Действительно, ничего не менялось тогда, в семидесятых — начале восьмидесятых. Премьер — семидесятишестилетний Косыгин в 1980-м был заменен Тихоновым, которому стукнуло семьдесят пять. Суслов вообще казался вечным. Постепенное превращение генсека и вождя Брежнева из бодрого аппаратчика в реликтового старца происходило так постепенно и медлительно, что не было слишком заметно, — злые и, вероятно, справедливые карикатуры на него, виденные мною в Париже, как и публикации о его полной немощи и маразме, лишь ненадолго возвращали меня к реальности, равно как и неуклонно растущее число звезд на гигантском его портрете, вечно висящем на углу Невского и Адмиралтейского проезда. Собственно, именно идиотизм верхов позволял абстрагироваться от происходящих бед и горделиво ощущать себя циничным мыслителем в сумасшедшем доме. Брежневское время обладало некой наркотической дремотностью, в которой, как в тине, сравнительно вяло воспринимались даже трагические события и все можно было так легко превратить в анекдот. Сейчас, спустя без малого полвека, я чувствую растерянность: почему события совершенно чудовищные — снятие Твардовского с поста главного редактора «Нового мира» и практический конец нашего единственного благородного журнала (1970), процесс Якира — Красина (август 1973-го), вынужденная эмиграция Виктора Некрасова (лишен советского гражданства в 1979-м), высылка Солженицына (февраль 1974-го) и Сахарова (1980), даже вторжение в Афганистан — все это воспринималось всеми, кроме подвижников-диссидентов, просто с угрюмой покорностью? Вероятно, потому, что именно такого рода события были для нас естественными, всегда ожидаемыми. Нас закалила собственная пассивная безответственность, мы смирились с памятью о ГУЛАГах, с постановлением о журналах «Звезда» и «Ленинград», с убийством Михоэлса, с унижением и смертью «члена Литфонда» Пастернака, с Венгрией и Прагой, с арестом Григоренко и со многим другим, мы жили в сумрачно повторяющейся реальности. И действительно, прятались от жизни в анекдоты, и, чудилось, куда больше, чем подлинные беды, занимала салонно-либеральное общественное мнение частушка об обмене диссидента Буковского на Луиса Корвалана:
Недавний Штирлиц — Тихонов истово читал по телевизору сочинение генсека «Целина», Матвеев играл Брежнева в фильме Озерова «Солдаты свободы». Впрочем, Ленина и прежде кто только не играл, даже Смоктуновский…
Да, тошно это было, тошно и стыдно, но тогда меня это мало, как и многих, занимало. До неловкости мало. Просто и не думалось, что можно жить как-то по-другому. Иное дело, столь унылая и печальная реальность вокруг помогала сосредоточиваться только на внутренней жизни. Ведь спустя десять лет, когда начались горбачевские перемены, стремительные события окружающего мира, как горчичники, стали оттягивать избыточную кровь от больных сердец, и сознание наше жадно прильнуло к проснувшейся истории. Но хуже нет пенять на окружающий мир, ежели у самого внутри не все в порядке. Право, право…
Сейчас, в новом тысячелетии, часто и подробно пишут о «кризисе среднего возраста у мужчин». Имея в виду неудовлетворенность достижениями, несбывшимися мечтами, отсутствием успеха и достатка. Со мною же происходило нечто совершенно обратное. С расхожей точки зрения я имел все основания быть довольным — книги писались и печатались, диссертацию защитил, во Францию съездил, не бедствую, квартира есть. Но — видите ли, страдаю вопреки логике.

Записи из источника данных
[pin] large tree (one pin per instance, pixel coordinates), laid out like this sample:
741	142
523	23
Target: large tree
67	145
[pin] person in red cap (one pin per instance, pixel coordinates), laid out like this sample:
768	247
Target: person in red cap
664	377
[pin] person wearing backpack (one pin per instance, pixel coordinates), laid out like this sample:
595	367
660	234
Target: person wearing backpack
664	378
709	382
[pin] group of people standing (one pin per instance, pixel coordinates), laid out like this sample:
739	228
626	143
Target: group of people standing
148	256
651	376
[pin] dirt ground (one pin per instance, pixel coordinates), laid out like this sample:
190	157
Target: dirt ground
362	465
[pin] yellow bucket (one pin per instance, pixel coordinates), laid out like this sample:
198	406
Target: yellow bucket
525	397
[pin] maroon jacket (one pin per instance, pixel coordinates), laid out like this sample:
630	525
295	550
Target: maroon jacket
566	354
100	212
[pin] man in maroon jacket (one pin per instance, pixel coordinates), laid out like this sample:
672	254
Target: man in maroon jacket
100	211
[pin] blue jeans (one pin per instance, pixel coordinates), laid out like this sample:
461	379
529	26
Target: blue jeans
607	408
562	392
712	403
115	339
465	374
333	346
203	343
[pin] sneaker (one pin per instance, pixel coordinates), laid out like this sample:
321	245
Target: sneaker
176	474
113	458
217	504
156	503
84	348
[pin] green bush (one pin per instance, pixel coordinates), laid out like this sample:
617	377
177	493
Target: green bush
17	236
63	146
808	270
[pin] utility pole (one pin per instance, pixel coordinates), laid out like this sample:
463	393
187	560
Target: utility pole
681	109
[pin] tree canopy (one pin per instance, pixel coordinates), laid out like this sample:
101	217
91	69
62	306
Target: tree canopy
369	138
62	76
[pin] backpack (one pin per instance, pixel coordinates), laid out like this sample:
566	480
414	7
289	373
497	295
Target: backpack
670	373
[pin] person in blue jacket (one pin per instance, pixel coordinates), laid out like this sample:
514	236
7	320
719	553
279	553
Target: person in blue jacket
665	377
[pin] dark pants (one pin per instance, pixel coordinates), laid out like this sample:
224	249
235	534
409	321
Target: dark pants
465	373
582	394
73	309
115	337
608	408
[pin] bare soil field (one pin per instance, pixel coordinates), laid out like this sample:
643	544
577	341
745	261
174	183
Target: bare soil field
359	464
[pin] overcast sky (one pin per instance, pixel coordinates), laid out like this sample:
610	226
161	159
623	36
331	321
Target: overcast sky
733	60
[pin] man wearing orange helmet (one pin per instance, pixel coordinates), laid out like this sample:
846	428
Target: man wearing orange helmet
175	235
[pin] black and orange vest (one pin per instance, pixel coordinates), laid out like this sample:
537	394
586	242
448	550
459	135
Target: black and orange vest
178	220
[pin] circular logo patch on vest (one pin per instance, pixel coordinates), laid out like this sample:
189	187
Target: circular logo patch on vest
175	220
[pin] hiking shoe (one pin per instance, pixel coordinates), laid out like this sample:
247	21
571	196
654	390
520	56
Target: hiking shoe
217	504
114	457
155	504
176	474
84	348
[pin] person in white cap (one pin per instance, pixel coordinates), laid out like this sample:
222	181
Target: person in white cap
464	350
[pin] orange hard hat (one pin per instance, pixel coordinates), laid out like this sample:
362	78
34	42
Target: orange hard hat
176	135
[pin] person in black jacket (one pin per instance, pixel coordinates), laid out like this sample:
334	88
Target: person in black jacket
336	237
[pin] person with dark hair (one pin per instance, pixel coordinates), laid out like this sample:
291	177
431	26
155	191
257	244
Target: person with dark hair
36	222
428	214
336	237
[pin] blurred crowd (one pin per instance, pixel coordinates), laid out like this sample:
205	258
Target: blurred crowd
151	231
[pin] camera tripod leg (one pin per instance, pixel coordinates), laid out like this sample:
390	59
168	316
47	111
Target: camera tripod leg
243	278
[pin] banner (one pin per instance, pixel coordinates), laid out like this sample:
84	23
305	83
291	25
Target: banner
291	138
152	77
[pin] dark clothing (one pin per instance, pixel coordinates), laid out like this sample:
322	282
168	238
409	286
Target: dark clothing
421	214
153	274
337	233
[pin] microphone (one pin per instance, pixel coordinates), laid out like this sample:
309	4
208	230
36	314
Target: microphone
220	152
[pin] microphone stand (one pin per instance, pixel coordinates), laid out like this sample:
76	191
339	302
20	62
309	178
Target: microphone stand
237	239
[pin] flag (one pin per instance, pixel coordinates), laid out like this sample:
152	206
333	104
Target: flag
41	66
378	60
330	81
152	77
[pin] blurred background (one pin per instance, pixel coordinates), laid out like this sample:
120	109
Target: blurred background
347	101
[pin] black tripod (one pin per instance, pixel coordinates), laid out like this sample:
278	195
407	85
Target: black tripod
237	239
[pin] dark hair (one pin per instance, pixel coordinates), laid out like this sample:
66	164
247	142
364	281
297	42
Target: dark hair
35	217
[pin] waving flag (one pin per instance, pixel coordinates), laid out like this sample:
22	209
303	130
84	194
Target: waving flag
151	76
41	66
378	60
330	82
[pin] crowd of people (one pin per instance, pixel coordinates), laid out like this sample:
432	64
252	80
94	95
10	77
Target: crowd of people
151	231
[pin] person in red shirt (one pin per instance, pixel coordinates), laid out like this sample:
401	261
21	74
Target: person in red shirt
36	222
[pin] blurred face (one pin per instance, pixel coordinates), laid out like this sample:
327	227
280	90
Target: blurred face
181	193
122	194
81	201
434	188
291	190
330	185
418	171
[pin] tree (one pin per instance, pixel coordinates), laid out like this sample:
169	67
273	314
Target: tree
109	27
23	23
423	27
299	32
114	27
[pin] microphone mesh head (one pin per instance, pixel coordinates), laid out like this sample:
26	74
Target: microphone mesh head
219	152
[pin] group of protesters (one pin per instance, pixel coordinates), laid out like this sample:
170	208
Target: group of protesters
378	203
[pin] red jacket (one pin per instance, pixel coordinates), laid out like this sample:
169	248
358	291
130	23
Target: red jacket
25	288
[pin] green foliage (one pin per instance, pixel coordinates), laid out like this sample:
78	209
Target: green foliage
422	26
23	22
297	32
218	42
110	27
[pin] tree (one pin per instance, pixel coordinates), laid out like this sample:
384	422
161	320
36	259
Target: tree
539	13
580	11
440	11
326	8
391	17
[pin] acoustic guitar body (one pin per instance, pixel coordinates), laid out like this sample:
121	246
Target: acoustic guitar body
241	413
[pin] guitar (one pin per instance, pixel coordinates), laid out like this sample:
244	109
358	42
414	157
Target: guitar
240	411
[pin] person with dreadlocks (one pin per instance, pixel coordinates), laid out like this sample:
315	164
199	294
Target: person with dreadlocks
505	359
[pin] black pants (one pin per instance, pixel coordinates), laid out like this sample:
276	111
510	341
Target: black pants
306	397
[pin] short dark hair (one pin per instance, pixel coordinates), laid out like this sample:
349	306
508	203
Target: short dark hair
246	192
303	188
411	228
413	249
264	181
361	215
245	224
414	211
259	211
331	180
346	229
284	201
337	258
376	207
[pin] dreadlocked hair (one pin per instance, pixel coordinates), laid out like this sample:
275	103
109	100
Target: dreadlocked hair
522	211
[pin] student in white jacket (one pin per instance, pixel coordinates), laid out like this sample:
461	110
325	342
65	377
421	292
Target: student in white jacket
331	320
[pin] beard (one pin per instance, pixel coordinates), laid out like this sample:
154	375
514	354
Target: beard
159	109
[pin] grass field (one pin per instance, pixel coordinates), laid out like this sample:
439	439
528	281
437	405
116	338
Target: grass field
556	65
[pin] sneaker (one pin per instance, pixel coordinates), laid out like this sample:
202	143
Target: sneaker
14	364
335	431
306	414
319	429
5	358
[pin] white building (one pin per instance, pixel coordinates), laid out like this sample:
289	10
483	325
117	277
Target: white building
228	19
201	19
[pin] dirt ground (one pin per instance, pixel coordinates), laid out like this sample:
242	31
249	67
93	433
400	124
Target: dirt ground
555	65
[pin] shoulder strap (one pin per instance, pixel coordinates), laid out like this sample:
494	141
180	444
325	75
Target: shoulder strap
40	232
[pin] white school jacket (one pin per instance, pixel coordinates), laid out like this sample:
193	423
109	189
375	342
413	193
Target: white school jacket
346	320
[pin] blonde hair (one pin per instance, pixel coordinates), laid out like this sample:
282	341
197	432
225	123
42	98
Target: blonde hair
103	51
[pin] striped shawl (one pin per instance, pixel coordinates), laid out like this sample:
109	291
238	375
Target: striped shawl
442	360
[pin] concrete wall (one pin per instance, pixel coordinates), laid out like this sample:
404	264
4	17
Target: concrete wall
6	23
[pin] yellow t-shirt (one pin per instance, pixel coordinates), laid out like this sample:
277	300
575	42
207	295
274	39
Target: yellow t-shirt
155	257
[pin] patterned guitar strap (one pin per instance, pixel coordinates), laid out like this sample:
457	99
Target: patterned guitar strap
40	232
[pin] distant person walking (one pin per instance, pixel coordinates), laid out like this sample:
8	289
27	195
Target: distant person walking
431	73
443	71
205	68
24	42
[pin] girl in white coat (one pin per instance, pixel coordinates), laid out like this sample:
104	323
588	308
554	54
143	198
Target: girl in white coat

ЧТО СДЕЛАТЬ
[1] Изложите отрывок о брежневском времени в двух предложениях.
[2] Сколько лет было Тихонову, когда он в 1980 году сменил Косыгина на посту премьера, согласно отрывку о брежневском времени?
[3] Напишите, что идет дальше в отрывке о брежневском времени, начиная сразу после его последней фразы.

ОТВЕТЫ ПО ПОРЯДКУ
[1] В семидесятых и начале восьмидесятых ничего не менялось: страной правили старики, а брежневское время обладало наркотической дремотностью, так что даже чудовищные события, от высылки Солженицына до вторжения в Афганистан, воспринимались с угрюмой покорностью и превращались в анекдоты. Унылая реальность помогала сосредоточиться на внутренней жизни, и рассказчик, у которого были книги, защищенная диссертация, поездка во Францию и квартира, все равно страдает вопреки логике.

[2] Семьдесят пять лет.

[3]
«Вот сижу я, сорокасемилетний, с седой уже бородкой человек… И институт далек, и бедность — тьфу-тьфу-тьфу — не грозит, и заказы есть, и издатели любят меня, и черная папка мало-помалу становится реальностью, но тоска сжимает мне что-то под горлом, и страшно мне. Я бегу в спасительную суету будней, в маленькие радости игрушечного общения, в призрачные надежды, а потом томлюсь о смерти дня, с тоской ожидая рождения дня нового… Весь день (как в детстве) боязливый выход к свету. Внутренняя нервная суета, выход на улицу. Внутри меня, усталого и слабого, торопливый, вздорный человек, жадно и бессмысленно глотающий время и давящийся им. А потом усталое и неполное отдохновение, день переходит в вечер, телевизор, телефон, и смерть дня, и ожидание сна».